(Referring expression data)
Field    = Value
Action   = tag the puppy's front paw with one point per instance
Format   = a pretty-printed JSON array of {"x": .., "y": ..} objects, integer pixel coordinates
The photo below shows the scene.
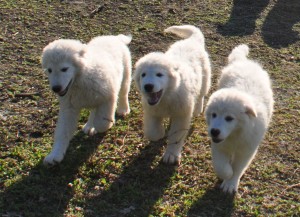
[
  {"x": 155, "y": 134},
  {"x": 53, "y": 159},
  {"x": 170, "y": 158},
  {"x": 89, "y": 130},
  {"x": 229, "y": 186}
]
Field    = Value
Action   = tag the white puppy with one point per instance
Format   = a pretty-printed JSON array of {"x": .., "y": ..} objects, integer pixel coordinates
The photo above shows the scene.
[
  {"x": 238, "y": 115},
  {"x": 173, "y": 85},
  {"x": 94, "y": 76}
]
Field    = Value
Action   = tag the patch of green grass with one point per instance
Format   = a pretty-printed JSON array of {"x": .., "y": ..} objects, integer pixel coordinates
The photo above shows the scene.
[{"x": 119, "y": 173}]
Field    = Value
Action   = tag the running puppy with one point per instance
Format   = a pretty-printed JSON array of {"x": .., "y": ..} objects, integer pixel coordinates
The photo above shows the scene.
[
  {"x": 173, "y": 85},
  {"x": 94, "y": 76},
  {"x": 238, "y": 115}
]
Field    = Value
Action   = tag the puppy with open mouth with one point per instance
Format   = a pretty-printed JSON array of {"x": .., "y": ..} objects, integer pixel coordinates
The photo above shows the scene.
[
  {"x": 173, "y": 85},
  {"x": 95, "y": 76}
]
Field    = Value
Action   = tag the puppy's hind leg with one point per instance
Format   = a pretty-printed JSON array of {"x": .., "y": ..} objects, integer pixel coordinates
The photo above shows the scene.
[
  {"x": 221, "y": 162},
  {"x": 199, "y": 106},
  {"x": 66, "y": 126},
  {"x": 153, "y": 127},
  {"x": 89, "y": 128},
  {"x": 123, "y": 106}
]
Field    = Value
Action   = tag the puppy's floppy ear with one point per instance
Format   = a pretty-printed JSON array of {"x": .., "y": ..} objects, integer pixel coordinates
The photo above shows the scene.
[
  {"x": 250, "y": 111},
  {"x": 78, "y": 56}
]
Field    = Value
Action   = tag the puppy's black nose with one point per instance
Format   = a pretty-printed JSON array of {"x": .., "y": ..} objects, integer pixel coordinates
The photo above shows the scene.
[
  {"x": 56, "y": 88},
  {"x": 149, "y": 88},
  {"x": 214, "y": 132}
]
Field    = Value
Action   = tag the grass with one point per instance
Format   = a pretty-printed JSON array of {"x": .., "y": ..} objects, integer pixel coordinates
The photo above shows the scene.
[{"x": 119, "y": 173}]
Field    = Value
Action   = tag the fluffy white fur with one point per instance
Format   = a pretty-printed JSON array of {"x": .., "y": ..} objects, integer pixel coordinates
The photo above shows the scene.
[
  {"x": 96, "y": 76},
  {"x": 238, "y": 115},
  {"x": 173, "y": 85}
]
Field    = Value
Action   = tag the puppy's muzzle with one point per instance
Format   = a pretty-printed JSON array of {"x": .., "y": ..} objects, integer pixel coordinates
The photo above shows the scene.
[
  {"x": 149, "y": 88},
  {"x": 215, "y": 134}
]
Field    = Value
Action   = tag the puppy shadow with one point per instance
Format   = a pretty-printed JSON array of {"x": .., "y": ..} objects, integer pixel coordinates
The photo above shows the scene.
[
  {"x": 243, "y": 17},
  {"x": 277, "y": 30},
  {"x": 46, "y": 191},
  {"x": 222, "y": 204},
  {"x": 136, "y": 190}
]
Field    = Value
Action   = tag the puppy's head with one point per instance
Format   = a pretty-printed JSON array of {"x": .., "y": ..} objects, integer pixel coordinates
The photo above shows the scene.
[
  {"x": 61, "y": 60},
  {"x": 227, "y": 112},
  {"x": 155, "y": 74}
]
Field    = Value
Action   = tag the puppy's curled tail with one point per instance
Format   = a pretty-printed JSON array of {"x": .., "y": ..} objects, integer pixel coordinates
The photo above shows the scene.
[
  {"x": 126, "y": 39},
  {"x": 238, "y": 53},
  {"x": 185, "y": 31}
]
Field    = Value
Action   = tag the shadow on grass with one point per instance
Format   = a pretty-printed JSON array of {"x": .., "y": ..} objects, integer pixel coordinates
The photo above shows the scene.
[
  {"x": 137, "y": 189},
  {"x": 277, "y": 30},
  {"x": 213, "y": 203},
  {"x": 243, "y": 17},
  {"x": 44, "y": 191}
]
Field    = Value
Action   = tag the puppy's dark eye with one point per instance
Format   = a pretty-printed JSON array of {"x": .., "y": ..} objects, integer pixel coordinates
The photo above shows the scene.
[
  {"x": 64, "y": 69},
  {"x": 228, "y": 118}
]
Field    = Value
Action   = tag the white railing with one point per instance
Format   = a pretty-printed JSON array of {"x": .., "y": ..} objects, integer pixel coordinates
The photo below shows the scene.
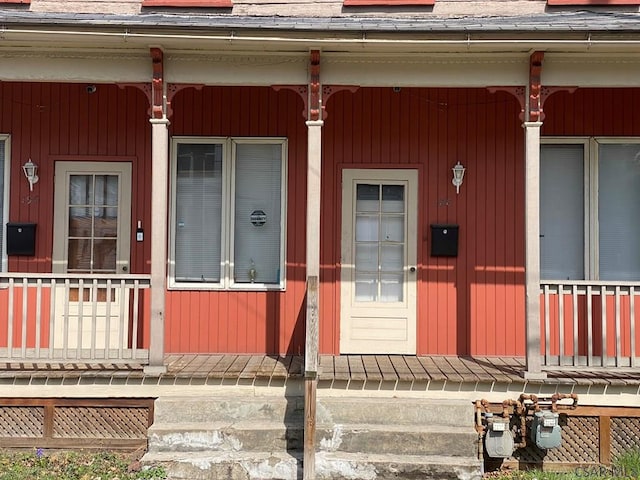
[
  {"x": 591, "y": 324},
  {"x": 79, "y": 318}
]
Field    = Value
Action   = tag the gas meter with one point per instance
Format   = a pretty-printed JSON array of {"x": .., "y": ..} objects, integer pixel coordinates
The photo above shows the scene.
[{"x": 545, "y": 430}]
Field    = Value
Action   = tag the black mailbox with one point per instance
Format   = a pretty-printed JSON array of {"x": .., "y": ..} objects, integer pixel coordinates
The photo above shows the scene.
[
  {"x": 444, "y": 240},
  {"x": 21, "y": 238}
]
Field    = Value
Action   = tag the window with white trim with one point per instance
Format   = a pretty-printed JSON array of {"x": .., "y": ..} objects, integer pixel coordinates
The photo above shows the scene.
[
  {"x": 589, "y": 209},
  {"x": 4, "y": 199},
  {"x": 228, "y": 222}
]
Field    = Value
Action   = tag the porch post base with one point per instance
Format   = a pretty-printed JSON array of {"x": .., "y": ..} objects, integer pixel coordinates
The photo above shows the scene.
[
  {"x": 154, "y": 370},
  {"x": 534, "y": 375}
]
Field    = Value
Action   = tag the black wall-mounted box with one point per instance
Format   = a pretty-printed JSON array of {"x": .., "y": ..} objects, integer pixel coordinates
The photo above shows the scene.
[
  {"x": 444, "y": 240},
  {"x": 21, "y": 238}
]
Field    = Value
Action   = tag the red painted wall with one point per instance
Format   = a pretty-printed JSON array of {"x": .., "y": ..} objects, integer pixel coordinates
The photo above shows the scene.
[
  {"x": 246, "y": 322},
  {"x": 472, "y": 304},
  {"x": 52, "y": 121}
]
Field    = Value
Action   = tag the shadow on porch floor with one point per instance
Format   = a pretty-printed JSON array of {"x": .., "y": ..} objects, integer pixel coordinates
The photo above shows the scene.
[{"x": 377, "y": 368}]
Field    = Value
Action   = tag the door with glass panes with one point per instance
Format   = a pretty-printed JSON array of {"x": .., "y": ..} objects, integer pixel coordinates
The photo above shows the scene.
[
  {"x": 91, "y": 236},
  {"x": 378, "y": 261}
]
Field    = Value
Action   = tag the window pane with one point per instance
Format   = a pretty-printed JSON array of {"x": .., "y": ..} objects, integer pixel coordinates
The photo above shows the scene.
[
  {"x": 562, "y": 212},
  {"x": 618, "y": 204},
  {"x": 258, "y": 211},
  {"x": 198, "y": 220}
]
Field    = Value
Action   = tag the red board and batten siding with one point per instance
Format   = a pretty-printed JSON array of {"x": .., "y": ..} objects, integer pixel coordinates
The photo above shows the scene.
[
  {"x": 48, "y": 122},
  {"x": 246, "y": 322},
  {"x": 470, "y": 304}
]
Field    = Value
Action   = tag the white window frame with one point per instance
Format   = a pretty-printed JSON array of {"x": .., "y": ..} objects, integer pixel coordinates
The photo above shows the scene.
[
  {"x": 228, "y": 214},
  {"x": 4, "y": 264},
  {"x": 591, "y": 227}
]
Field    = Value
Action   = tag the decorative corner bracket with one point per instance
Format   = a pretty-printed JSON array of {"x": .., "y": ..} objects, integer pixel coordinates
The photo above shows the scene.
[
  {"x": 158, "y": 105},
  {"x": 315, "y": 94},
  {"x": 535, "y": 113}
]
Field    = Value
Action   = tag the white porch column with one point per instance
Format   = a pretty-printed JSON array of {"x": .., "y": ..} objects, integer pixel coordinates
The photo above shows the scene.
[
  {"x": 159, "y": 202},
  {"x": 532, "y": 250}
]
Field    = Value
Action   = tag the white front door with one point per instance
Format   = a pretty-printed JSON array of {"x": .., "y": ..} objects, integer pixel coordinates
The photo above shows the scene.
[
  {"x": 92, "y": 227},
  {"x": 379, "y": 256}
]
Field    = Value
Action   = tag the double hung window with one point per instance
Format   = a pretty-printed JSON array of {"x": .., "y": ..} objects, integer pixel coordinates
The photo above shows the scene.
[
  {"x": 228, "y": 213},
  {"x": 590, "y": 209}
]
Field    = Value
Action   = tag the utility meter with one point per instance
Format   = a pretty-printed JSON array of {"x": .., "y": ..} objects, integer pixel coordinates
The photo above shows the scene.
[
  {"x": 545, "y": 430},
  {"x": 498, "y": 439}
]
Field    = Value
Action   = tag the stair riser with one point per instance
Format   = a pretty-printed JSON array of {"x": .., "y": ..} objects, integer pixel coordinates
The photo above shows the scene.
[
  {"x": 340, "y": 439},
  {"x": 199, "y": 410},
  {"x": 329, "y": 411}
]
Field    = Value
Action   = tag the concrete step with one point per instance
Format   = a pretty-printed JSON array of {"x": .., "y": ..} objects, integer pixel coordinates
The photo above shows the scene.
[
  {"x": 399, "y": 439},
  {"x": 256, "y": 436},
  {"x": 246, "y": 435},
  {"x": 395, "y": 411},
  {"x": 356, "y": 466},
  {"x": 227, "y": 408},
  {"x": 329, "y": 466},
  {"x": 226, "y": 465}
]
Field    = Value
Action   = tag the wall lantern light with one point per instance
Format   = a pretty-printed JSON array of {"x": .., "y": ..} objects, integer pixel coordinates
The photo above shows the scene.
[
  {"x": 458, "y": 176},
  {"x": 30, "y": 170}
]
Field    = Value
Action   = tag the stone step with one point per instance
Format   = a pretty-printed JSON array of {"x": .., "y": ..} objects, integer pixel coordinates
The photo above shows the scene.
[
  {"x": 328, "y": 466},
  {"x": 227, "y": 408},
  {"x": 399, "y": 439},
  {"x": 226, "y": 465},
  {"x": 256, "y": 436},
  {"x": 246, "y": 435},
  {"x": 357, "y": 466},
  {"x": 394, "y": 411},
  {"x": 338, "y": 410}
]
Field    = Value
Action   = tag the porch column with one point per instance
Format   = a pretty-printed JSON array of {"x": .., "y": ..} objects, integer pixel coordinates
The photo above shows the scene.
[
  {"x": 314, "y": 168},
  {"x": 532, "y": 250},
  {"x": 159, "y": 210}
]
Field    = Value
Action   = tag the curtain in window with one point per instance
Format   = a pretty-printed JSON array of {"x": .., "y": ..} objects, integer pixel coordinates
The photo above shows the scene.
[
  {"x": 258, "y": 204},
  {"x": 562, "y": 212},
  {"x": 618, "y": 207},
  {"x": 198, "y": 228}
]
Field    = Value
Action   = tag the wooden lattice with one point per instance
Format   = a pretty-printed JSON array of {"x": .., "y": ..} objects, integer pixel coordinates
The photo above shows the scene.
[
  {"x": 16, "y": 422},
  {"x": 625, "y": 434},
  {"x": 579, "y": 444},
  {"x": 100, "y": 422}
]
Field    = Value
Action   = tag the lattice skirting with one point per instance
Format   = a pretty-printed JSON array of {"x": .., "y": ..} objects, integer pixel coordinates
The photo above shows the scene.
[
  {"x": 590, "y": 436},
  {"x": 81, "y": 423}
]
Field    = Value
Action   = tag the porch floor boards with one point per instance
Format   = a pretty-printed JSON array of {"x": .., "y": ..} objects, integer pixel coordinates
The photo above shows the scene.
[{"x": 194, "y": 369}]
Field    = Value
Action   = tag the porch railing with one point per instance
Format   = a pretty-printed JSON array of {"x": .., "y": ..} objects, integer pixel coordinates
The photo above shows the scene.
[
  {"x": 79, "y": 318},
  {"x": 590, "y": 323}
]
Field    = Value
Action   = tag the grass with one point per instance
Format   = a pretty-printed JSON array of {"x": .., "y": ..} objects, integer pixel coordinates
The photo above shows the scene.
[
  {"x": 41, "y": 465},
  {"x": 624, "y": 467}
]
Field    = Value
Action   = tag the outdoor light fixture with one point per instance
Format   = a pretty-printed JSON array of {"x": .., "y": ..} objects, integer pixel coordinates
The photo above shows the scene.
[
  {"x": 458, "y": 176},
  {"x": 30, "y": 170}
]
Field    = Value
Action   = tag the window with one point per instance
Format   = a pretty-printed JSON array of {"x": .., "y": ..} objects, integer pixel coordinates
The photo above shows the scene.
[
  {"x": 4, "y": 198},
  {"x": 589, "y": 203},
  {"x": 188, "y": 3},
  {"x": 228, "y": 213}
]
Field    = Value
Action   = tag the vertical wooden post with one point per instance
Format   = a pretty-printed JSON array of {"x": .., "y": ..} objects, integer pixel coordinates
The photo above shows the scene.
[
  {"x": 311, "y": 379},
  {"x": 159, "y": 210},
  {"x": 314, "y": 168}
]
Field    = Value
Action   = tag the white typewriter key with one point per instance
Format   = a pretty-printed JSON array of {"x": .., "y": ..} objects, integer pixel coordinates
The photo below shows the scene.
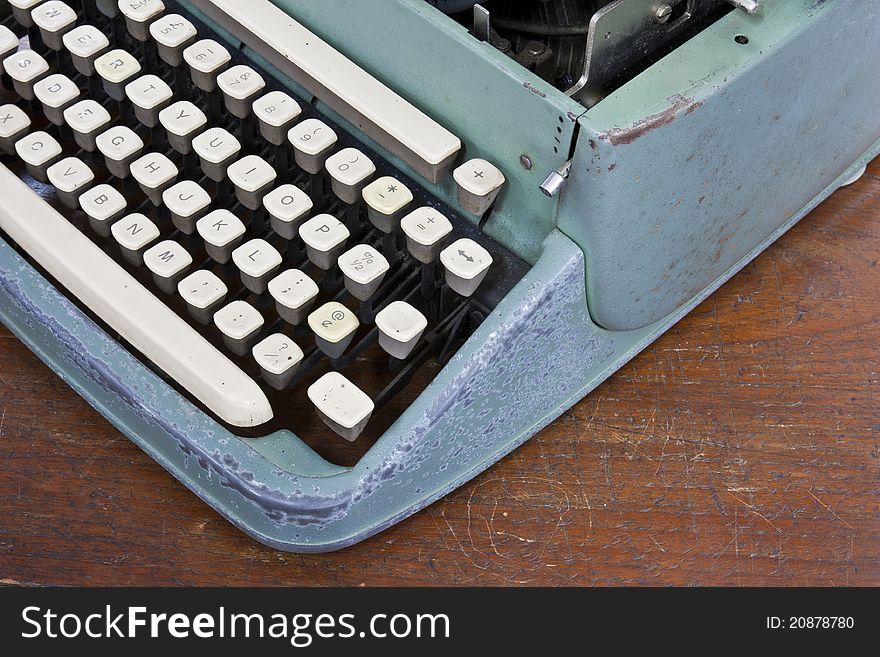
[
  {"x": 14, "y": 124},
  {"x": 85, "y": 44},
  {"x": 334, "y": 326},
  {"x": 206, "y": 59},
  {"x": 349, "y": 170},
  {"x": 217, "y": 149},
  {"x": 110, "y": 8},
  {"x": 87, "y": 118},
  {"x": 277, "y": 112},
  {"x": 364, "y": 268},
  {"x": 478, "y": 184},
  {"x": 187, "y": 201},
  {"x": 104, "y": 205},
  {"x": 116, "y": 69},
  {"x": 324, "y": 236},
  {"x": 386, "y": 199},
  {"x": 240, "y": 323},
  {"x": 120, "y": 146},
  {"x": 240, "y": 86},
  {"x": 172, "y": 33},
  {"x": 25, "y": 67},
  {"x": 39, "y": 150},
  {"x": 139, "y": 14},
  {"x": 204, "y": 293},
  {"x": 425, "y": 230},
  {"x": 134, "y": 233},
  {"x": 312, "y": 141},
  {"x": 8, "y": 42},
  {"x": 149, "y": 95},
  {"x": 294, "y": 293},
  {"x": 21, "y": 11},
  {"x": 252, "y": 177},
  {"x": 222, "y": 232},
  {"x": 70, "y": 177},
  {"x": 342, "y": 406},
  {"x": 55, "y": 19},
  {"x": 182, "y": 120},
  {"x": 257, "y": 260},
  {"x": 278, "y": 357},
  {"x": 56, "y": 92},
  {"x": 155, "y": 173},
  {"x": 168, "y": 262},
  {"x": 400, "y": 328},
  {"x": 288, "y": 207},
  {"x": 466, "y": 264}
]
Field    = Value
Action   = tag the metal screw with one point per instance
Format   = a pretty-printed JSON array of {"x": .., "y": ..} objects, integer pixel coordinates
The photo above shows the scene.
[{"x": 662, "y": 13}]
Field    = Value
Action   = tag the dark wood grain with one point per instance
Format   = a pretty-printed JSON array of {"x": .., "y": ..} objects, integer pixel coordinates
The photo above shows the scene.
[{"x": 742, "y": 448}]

Task requirements =
What lines in the data above carry "shadow"? Return them all.

Task output =
Action   = tag the puppy shadow with one point per instance
Action   = tag the shadow on grass with one point per instance
Action   = tag the shadow on porch floor with one point per instance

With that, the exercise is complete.